- **INSTRUCTIONS FOR THE TASK**: Repeat all of the records verbatim.

- **ITEMS**:

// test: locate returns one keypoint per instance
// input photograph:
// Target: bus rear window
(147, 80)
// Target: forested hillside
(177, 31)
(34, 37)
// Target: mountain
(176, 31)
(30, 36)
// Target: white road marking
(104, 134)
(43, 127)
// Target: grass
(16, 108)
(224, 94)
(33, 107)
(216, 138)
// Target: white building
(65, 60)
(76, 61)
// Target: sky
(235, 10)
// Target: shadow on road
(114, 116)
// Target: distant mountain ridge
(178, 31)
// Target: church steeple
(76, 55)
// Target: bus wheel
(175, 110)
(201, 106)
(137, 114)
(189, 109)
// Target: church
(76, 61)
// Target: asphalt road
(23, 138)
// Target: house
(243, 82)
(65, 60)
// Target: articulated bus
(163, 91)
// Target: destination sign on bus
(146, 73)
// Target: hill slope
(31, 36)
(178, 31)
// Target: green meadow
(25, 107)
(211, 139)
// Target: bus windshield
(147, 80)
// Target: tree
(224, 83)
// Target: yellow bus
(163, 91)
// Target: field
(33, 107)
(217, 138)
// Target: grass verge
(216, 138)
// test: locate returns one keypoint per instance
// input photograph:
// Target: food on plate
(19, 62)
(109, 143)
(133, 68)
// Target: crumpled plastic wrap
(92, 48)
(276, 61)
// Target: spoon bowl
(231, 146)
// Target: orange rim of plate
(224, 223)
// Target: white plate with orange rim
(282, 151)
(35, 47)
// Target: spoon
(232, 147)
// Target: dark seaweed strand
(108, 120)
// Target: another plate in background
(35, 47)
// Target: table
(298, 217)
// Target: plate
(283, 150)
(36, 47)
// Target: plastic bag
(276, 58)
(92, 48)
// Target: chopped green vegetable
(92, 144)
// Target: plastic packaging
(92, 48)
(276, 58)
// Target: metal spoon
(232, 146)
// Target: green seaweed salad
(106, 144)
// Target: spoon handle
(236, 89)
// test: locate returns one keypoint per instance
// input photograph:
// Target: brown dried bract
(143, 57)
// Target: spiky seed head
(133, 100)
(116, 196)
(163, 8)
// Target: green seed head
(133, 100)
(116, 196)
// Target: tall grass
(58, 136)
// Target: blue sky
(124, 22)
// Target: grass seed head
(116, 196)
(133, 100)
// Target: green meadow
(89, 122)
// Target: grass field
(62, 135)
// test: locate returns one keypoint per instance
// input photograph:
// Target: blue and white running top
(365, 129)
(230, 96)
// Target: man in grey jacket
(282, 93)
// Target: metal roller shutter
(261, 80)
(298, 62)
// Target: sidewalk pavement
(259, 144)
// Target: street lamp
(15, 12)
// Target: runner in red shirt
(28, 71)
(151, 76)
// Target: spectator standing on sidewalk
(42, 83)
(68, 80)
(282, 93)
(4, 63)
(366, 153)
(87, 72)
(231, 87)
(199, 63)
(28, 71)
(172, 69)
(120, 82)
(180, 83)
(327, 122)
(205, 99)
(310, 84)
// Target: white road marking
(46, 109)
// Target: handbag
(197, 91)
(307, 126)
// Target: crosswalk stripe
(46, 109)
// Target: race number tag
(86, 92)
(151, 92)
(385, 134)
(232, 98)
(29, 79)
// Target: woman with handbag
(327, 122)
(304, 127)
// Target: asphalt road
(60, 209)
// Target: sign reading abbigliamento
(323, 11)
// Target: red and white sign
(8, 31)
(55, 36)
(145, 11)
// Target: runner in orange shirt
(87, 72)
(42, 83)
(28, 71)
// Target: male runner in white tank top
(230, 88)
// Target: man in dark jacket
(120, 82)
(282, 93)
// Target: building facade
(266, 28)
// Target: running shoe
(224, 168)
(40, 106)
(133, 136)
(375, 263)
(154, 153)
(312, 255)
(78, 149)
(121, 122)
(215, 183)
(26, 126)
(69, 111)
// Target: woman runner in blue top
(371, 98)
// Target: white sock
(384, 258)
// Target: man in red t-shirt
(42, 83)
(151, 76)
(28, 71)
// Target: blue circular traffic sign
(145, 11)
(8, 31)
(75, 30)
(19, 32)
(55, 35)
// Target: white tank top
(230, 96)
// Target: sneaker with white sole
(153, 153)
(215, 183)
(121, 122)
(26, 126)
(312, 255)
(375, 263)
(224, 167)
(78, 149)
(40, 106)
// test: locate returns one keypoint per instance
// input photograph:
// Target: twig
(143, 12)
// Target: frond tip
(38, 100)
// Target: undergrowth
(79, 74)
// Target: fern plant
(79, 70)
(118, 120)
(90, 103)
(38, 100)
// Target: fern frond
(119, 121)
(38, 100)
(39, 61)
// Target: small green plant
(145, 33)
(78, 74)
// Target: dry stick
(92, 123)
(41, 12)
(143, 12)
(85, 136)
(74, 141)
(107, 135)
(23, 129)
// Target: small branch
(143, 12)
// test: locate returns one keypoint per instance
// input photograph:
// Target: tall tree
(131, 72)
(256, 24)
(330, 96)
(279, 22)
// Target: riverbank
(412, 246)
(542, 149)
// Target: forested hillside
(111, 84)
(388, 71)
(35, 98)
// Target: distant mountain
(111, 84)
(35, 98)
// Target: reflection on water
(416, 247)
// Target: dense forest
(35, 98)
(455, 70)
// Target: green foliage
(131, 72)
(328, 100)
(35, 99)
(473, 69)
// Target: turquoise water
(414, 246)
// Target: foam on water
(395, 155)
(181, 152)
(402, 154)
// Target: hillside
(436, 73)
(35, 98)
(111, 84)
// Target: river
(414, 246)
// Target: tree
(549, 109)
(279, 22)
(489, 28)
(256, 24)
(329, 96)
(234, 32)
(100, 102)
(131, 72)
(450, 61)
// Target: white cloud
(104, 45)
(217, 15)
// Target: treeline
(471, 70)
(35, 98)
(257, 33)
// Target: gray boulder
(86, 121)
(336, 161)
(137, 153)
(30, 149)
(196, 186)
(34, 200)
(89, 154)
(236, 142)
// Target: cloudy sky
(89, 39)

- **EXERCISE SOLUTION**:
// test: locate returns one keypoint per instance
// input photograph:
// Target: bus rear window
(147, 80)
// Target: forested hillside
(177, 31)
(34, 37)
// Target: mountain
(176, 31)
(30, 36)
// Target: white road marking
(104, 134)
(43, 127)
// Target: grass
(16, 108)
(224, 94)
(33, 107)
(216, 138)
// Target: white building
(65, 60)
(76, 61)
// Target: sky
(235, 10)
// Target: shadow on road
(114, 116)
// Target: distant mountain ridge
(178, 31)
// Target: church steeple
(76, 55)
// Target: bus wheel
(175, 110)
(201, 106)
(137, 114)
(189, 109)
// Target: church
(76, 61)
// Target: asphalt road
(23, 138)
// Target: house
(243, 82)
(65, 60)
// Target: articulated bus
(163, 91)
// Target: destination sign on bus
(146, 73)
// Target: hill slope
(31, 36)
(178, 31)
// Target: green meadow
(25, 107)
(211, 139)
// Target: bus windshield
(147, 80)
// Target: tree
(224, 83)
// Target: yellow bus
(163, 91)
// Target: field
(33, 107)
(217, 138)
// Target: grass verge
(216, 138)
// test: locate returns one keypoint per instance
// input photograph:
// Target: food on plate
(19, 62)
(109, 143)
(133, 68)
// Target: crumpled plastic wrap
(92, 48)
(276, 61)
// Target: spoon bowl
(231, 146)
// Target: orange rim of plate
(224, 223)
// Target: white plate with orange rim
(282, 151)
(35, 47)
// Target: spoon
(232, 147)
// Target: dark seaweed strand
(108, 120)
// Target: another plate in background
(35, 47)
// Target: table
(298, 217)
// Target: plate
(283, 150)
(36, 47)
// Target: plastic bag
(276, 58)
(92, 48)
// Target: chopped green vegetable
(92, 144)
// Target: plastic packaging
(92, 48)
(276, 58)
// Target: metal spoon
(232, 146)
// Target: green seaweed salad
(106, 144)
// Target: spoon handle
(236, 89)
// test: locate returns one keypoint per instance
// input photograph:
// Target: brown dried bract
(143, 57)
// Target: spiky seed head
(133, 100)
(116, 196)
(163, 8)
// Target: green seed head
(133, 100)
(116, 196)
// Target: tall grass
(58, 136)
// Target: blue sky
(124, 22)
// Target: grass seed head
(116, 196)
(133, 100)
// Target: green meadow
(89, 122)
// Target: grass field
(62, 135)
// test: locate returns one keypoint per instance
// input photograph:
// Target: blue and white running top
(365, 129)
(230, 96)
// Target: man in grey jacket
(282, 93)
// Target: metal roller shutter
(261, 80)
(298, 62)
// Target: sidewalk pavement
(259, 144)
// Target: street lamp
(15, 12)
// Target: runner in red shirt
(28, 71)
(151, 76)
// Target: spectator standing on sidewalk
(42, 83)
(68, 80)
(282, 93)
(4, 63)
(366, 153)
(87, 72)
(231, 87)
(199, 63)
(28, 71)
(172, 69)
(120, 82)
(180, 83)
(327, 122)
(205, 99)
(310, 84)
// Target: white road marking
(46, 109)
// Target: handbag
(197, 91)
(307, 126)
// Target: crosswalk stripe
(46, 109)
// Target: race number tag
(86, 92)
(151, 92)
(385, 134)
(232, 98)
(29, 79)
// Target: woman with handbag
(327, 122)
(304, 127)
// Target: asphalt road
(60, 209)
// Target: sign reading abbigliamento
(323, 11)
// Target: red and white sign
(8, 31)
(55, 36)
(145, 11)
// Target: runner in orange shirt
(87, 72)
(42, 83)
(28, 71)
// Target: male runner in white tank top
(230, 88)
// Target: man in dark jacket
(120, 82)
(282, 93)
// Target: building facade
(266, 28)
// Target: running shoe
(224, 168)
(40, 106)
(133, 136)
(375, 263)
(154, 153)
(312, 255)
(78, 149)
(121, 122)
(215, 183)
(26, 126)
(69, 111)
// Target: woman runner in blue top
(371, 98)
// Target: white sock
(384, 258)
// Target: man in red t-shirt
(42, 83)
(151, 76)
(28, 71)
// Target: blue circular traffic sign
(145, 11)
(8, 31)
(75, 30)
(19, 32)
(55, 35)
// Target: white tank top
(230, 96)
// Target: sneaker with white sole
(153, 153)
(215, 183)
(121, 122)
(26, 126)
(312, 255)
(375, 263)
(224, 167)
(78, 149)
(40, 106)
// test: locate returns one keypoint per instance
// input photograph:
// Target: twig
(143, 12)
// Target: frond tip
(38, 100)
// Target: undergrowth
(79, 74)
// Target: fern plant
(79, 70)
(118, 120)
(90, 103)
(38, 100)
// Target: fern frond
(119, 121)
(38, 100)
(39, 61)
// Target: small green plant
(145, 33)
(78, 74)
// Target: dry stick
(92, 123)
(41, 12)
(143, 12)
(85, 136)
(74, 141)
(107, 135)
(23, 129)
// Target: small branch
(143, 12)
// test: locate returns one keypoint per instance
// input photograph:
// Target: tall tree
(131, 72)
(256, 24)
(330, 96)
(279, 22)
// Target: riverbank
(412, 246)
(542, 149)
// Target: forested hillside
(111, 84)
(388, 71)
(35, 98)
// Target: distant mountain
(111, 84)
(35, 98)
// Target: reflection on water
(416, 247)
// Target: dense forest
(35, 98)
(455, 70)
// Target: green foliage
(131, 72)
(328, 100)
(35, 99)
(473, 69)
// Target: turquoise water
(414, 246)
// Target: foam on water
(395, 155)
(181, 152)
(402, 154)
// Target: hillside
(436, 73)
(35, 98)
(111, 84)
// Target: river
(414, 246)
// Target: tree
(549, 109)
(279, 22)
(489, 28)
(256, 24)
(329, 96)
(234, 32)
(100, 102)
(131, 72)
(450, 61)
// Target: white cloud
(104, 45)
(217, 15)
// Target: treeline
(471, 70)
(35, 98)
(257, 33)
// Target: gray boulder
(86, 121)
(336, 161)
(137, 153)
(30, 149)
(196, 186)
(34, 200)
(89, 154)
(236, 142)
// Target: cloudy sky
(89, 39)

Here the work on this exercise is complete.